What needs to be done:
Transcribe every entry word for word, but skip the images.

Start of Records to use

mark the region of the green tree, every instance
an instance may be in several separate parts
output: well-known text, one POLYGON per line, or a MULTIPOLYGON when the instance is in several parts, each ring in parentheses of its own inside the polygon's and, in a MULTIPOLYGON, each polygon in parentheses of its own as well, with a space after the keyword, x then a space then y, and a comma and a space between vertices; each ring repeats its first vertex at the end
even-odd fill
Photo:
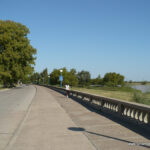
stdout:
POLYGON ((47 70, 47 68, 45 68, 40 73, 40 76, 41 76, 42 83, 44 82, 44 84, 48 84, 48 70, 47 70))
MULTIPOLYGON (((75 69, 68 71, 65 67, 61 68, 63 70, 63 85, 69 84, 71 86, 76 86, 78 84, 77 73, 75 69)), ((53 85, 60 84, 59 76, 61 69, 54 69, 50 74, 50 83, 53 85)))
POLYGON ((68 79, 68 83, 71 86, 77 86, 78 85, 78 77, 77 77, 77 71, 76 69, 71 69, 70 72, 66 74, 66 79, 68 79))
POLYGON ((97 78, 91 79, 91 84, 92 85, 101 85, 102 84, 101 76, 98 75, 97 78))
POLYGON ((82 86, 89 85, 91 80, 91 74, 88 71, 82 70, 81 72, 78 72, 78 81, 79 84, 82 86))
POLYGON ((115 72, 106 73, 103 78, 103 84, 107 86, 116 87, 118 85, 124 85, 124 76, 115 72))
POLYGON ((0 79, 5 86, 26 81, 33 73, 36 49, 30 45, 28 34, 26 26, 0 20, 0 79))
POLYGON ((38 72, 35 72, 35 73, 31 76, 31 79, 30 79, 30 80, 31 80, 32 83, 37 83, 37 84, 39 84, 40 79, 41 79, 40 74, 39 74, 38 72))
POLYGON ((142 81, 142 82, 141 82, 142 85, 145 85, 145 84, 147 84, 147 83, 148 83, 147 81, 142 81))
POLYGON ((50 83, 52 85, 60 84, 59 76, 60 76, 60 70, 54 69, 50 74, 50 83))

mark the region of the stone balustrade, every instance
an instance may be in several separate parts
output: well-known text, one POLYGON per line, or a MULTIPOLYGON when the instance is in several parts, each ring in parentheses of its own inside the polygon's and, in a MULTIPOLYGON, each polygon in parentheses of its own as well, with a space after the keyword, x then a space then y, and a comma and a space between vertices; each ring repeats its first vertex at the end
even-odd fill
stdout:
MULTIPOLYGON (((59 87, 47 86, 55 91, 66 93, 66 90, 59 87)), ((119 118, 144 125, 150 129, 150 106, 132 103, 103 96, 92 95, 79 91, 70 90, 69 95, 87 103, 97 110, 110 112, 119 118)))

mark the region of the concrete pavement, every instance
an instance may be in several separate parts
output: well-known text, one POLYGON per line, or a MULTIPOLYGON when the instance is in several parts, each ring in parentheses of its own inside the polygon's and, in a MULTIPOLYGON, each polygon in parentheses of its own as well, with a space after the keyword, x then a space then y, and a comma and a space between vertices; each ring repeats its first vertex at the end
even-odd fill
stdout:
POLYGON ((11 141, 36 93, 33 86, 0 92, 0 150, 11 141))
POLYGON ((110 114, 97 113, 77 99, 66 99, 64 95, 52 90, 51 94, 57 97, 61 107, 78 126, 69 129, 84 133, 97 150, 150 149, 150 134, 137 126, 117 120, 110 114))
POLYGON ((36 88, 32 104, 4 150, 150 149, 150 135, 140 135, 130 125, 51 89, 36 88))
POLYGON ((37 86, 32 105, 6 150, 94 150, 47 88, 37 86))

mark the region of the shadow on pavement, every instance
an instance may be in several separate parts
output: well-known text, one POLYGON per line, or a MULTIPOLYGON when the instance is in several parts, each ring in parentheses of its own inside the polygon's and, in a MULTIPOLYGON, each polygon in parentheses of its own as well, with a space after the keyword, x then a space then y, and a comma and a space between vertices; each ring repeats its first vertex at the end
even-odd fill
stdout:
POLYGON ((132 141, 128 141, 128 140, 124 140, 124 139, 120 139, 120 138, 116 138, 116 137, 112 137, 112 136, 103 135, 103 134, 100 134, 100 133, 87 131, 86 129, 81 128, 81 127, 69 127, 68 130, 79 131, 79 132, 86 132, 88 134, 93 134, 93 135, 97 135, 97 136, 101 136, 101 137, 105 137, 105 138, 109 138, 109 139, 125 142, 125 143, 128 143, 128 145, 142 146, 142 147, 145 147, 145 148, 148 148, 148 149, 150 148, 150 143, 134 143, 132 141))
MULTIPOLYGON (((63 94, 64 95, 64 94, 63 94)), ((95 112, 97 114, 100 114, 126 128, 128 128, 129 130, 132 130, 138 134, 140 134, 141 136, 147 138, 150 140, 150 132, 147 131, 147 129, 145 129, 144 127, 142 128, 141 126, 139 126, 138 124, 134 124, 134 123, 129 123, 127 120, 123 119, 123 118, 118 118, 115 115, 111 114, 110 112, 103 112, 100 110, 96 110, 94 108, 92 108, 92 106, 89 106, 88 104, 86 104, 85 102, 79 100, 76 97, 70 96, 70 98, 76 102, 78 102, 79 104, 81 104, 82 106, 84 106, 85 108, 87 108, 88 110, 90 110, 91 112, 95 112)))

End of Records to use

Task solution:
mark the region of the green tree, every instance
an instance may be in several separate parts
output: well-known text, one POLYGON per line, or a MULTIPOLYGON when the instance is in several parts, each ring in parentheses of its own inside the polygon's and, in a MULTIPOLYGON, each polygon in parentheses of its own as well, with a space after the keyword, x then a space then y, and a comma and a space between vertices; each ring repeats its first vertex at the end
even-odd fill
Photo:
stdout:
POLYGON ((47 70, 47 68, 45 68, 40 73, 40 76, 41 76, 42 83, 44 82, 44 84, 48 84, 48 70, 47 70))
MULTIPOLYGON (((75 69, 68 71, 65 67, 61 68, 63 70, 63 85, 69 84, 71 86, 76 86, 78 84, 77 73, 75 69)), ((53 85, 60 84, 59 76, 61 69, 54 69, 50 74, 50 83, 53 85)))
POLYGON ((68 79, 68 83, 71 86, 77 86, 78 85, 78 77, 77 77, 77 71, 76 69, 71 69, 70 72, 66 74, 66 79, 68 79))
POLYGON ((97 78, 91 79, 91 84, 92 85, 101 85, 102 84, 101 76, 98 75, 97 78))
POLYGON ((82 86, 89 85, 91 80, 91 74, 88 71, 82 70, 81 72, 78 72, 78 81, 79 84, 82 86))
POLYGON ((115 72, 106 73, 103 78, 103 84, 107 86, 116 87, 118 85, 124 85, 124 76, 115 72))
POLYGON ((0 79, 5 86, 26 81, 33 73, 36 49, 30 45, 28 34, 26 26, 0 20, 0 79))
POLYGON ((38 72, 35 72, 35 73, 31 76, 31 79, 30 79, 30 80, 31 80, 32 83, 37 83, 37 84, 39 84, 40 79, 41 79, 40 74, 39 74, 38 72))
POLYGON ((142 81, 142 82, 141 82, 142 85, 145 85, 145 84, 147 84, 147 83, 148 83, 147 81, 142 81))
POLYGON ((50 83, 52 85, 60 84, 59 76, 60 76, 60 70, 54 69, 50 74, 50 83))

mark the region of the stone balustrade, every instance
an instance may be in several separate parts
output: well-known text, one POLYGON per line, or a MULTIPOLYGON when the instance is in several parts, each ring in parentheses of its own inside the polygon's and, in a MULTIPOLYGON, each polygon in parentheses of its own as well, with a space after the keyword, x then a space then y, and a comma and a space between vertices; each ring repeats its first vertex at the end
even-odd fill
stdout:
MULTIPOLYGON (((59 87, 47 86, 55 91, 66 93, 66 90, 59 87)), ((119 118, 144 125, 150 129, 150 106, 132 103, 103 96, 92 95, 79 91, 70 90, 69 95, 87 103, 97 110, 110 112, 119 118)))

mark the region of the concrete pavement, every instance
an instance may be in several separate parts
output: well-known text, one POLYGON per line, or a MULTIPOLYGON when the instance is in several parts, each ring in parentheses of its own inside the polygon's and, in a MULTIPOLYGON, each polygon in parentheses of its own as well, with a space after the keyword, x then a space then y, and a comma and a space between vertices; each ring repeats its first vertex at the end
even-odd fill
stdout:
POLYGON ((11 141, 36 93, 33 86, 0 92, 0 150, 11 141))
POLYGON ((110 114, 97 113, 77 99, 66 99, 64 95, 52 90, 51 94, 57 97, 61 107, 78 126, 69 129, 84 133, 97 150, 150 149, 150 134, 137 126, 117 120, 110 114))
POLYGON ((36 88, 32 104, 4 150, 150 149, 150 135, 140 135, 130 125, 51 89, 36 88))
POLYGON ((37 86, 32 105, 6 150, 94 150, 47 88, 37 86))

mark the region of the shadow on pavement, every instance
an instance may be in several separate parts
output: well-known text, one POLYGON per line, or a MULTIPOLYGON when the instance is in several parts, each ring in parentheses of its own inside the polygon's and, in a MULTIPOLYGON, each polygon in parentheses of its own as well, with a space after the keyword, x then a space then y, and a comma and a space between vertices; each ring repeats its first vertex at the end
even-odd fill
stdout:
POLYGON ((132 141, 128 141, 128 140, 124 140, 124 139, 120 139, 120 138, 116 138, 116 137, 112 137, 112 136, 103 135, 103 134, 100 134, 100 133, 87 131, 86 129, 81 128, 81 127, 69 127, 68 130, 79 131, 79 132, 86 132, 88 134, 93 134, 93 135, 97 135, 97 136, 101 136, 101 137, 105 137, 105 138, 109 138, 109 139, 125 142, 125 143, 128 143, 128 145, 142 146, 142 147, 145 147, 145 148, 148 148, 148 149, 150 148, 150 143, 134 143, 132 141))
MULTIPOLYGON (((63 94, 64 95, 64 94, 63 94)), ((95 112, 97 114, 100 114, 126 128, 128 128, 129 130, 132 130, 138 134, 140 134, 141 136, 147 138, 150 140, 150 132, 147 131, 147 129, 145 129, 144 127, 142 128, 141 126, 139 126, 138 124, 134 124, 134 123, 129 123, 127 120, 123 119, 123 118, 118 118, 115 115, 111 114, 110 112, 103 112, 100 110, 96 110, 94 108, 92 108, 92 106, 89 106, 88 104, 86 104, 85 102, 79 100, 76 97, 70 96, 70 98, 76 102, 78 102, 79 104, 81 104, 82 106, 84 106, 85 108, 87 108, 88 110, 90 110, 91 112, 95 112)))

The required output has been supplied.